**Exercise details**
Copy all of the rows below word for word, leaving out the pictures.

=====

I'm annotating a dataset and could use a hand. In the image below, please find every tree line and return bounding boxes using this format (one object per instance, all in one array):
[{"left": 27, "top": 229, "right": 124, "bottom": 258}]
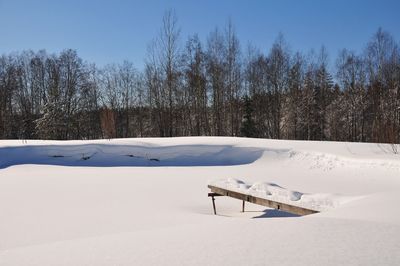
[{"left": 0, "top": 11, "right": 400, "bottom": 143}]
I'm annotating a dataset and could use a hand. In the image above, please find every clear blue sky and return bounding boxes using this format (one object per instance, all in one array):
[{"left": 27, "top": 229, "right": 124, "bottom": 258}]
[{"left": 0, "top": 0, "right": 400, "bottom": 68}]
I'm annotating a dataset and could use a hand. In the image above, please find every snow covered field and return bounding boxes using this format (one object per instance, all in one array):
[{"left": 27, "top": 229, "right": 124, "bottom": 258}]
[{"left": 0, "top": 137, "right": 400, "bottom": 265}]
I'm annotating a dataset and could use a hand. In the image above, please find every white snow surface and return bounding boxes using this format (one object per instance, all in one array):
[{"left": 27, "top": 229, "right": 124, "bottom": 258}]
[{"left": 0, "top": 137, "right": 400, "bottom": 265}]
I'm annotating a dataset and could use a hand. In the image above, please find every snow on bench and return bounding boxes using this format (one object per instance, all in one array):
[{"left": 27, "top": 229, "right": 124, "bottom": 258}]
[{"left": 208, "top": 178, "right": 348, "bottom": 215}]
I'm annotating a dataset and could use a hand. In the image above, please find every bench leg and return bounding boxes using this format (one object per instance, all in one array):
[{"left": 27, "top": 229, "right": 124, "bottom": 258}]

=====

**Full solution**
I'm annotating a dataset and could use a hand. In the image below, please find every tree line and return bounding boxes using this format (one object per instance, all in one array):
[{"left": 27, "top": 229, "right": 124, "bottom": 258}]
[{"left": 0, "top": 11, "right": 400, "bottom": 143}]
I'm annotating a dataset and could use a hand. In the image above, please find every clear blue sky and return bounding boxes using this format (one object per instance, all in one array):
[{"left": 27, "top": 229, "right": 124, "bottom": 258}]
[{"left": 0, "top": 0, "right": 400, "bottom": 68}]
I'm annotating a dataset and could use a hand. In the image above, please find every snow covered field and return bounding boxes using this format (one object per instance, all in one array):
[{"left": 27, "top": 229, "right": 124, "bottom": 258}]
[{"left": 0, "top": 137, "right": 400, "bottom": 265}]
I'm annotating a dataset and could use a hand. In the image above, please find every white snow surface and return bounding boxes using this format (one object per instance, all in one array):
[{"left": 27, "top": 229, "right": 124, "bottom": 258}]
[{"left": 0, "top": 137, "right": 400, "bottom": 265}]
I'm annotating a dataset and could use a hand. In the image above, please find every snow on bench and return bounding boxes using this format (one object per instance, all in one array):
[{"left": 27, "top": 229, "right": 124, "bottom": 258}]
[{"left": 208, "top": 178, "right": 348, "bottom": 215}]
I'm annotating a dataset and could use a hand. In the image above, please find every bench leg and return bounding boxes using this format (one object per instance, all in one array):
[{"left": 27, "top": 229, "right": 124, "bottom": 258}]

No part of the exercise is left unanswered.